Transcribe the records word for word. Leave every picture out.

*** Block opens ***

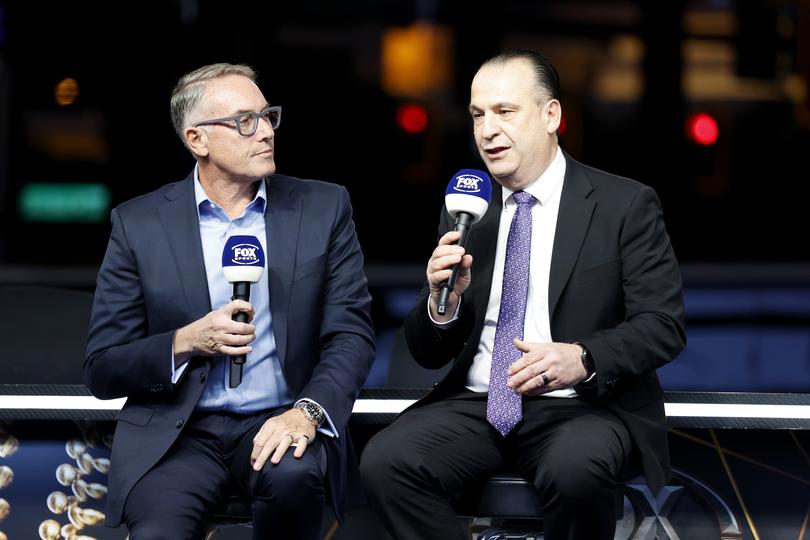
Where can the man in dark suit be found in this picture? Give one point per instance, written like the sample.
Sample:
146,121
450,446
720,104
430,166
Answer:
568,299
162,332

*** Block closes ***

> _Reply to the exercise_
Where can the man in dark suit be found in this picture? Give one point per instance, written like the sample.
Sample:
146,121
450,446
720,104
430,166
Answer:
568,299
162,332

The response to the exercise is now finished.